:: TEXTO DE ORIGEM ::

Vários dicionários portugueses apresentam a palavra treinamento sem qualquer restrição regional ou nacional. Porém, a verdade é que a sua sonoridade, segundo algumas opiniões, pode remeter para a variante brasileira da nossa língua. Qual é a vossa opinião sobre a palavra treinamento?

Resposta:

Treinamento é palavra que se usa sobretudo no Brasil, muito embora deste país também venham exemplos de treino.

Uma consulta do Corpus do Português, de Mark Davies e Michael Ferreira, revela que apenas nos textos brasileiros ocorre a palavra treinamento; contudo, nos mesmos textos, a forma treino, empregada como substantivo, também não está ausente. Uma consulta da Folha de São Paulo evidencia o uso quer de treino quer de treinamento. Além disso, os dicionários brasileiros incluem treinamento como palavra sinónima ou variante de treino1.

Ainda assim, não é possível afirmar que treinamento seja um uso exclusivamente brasileiro. É certo que, consultando o referido Corpus do Português, se verifica que, em textos portugueses, não ocorre treinamento; apesar disso, esta forma consta dos dicionários elaborados em Portugal2.

:::

Edite o texto sobre a palavra treinamento: reproduza-o desde "Vários dicionários portugueses" até "a palavra treinamento?", inclusive, trocando "sonoridade" por "pronúncia".

:: MATERIAL FORNECIDO ::

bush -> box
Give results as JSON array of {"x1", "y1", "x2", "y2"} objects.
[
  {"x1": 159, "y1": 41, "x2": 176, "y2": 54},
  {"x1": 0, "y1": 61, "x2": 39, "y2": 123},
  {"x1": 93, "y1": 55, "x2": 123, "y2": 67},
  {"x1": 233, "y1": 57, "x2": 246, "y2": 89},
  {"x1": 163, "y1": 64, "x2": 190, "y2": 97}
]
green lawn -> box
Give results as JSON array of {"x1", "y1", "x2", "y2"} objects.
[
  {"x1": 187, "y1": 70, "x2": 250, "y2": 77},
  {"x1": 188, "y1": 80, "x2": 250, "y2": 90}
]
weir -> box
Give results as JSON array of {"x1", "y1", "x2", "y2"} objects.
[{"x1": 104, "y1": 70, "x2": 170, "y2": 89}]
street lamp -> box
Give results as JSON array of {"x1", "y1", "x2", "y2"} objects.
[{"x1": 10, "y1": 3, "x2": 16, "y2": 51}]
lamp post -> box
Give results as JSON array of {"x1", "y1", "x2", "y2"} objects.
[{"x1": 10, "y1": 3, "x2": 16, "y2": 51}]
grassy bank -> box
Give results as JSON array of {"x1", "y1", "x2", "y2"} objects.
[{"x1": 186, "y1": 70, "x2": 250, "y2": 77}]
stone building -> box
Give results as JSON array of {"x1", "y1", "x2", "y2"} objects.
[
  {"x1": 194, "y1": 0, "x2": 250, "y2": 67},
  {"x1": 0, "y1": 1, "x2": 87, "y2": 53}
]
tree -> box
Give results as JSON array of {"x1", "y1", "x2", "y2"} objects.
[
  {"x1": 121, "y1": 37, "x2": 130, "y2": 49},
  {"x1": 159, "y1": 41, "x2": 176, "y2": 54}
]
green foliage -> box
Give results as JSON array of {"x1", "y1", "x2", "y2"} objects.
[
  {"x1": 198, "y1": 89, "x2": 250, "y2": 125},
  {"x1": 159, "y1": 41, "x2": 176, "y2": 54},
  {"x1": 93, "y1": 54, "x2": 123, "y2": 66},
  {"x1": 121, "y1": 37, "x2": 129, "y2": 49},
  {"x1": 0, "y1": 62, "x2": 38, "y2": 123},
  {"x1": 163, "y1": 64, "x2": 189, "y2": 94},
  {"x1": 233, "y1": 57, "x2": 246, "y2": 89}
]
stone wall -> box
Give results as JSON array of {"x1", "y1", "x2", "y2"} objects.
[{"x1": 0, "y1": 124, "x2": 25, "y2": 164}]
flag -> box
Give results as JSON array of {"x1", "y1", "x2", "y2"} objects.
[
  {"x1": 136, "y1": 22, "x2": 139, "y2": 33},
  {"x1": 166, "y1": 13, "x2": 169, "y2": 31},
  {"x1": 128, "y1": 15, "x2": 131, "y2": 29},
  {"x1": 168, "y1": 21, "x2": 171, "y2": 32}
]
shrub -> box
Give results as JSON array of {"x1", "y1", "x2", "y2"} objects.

:::

RESPOSTA DO EXERCÍCIO
Vários dicionários portugueses apresentam a palavra treinamento sem qualquer restrição regional ou nacional. Porém, a verdade é que a sua pronúncia, segundo algumas opiniões, pode remeter para a variante brasileira da nossa língua. Qual é a vossa opinião sobre a palavra treinamento?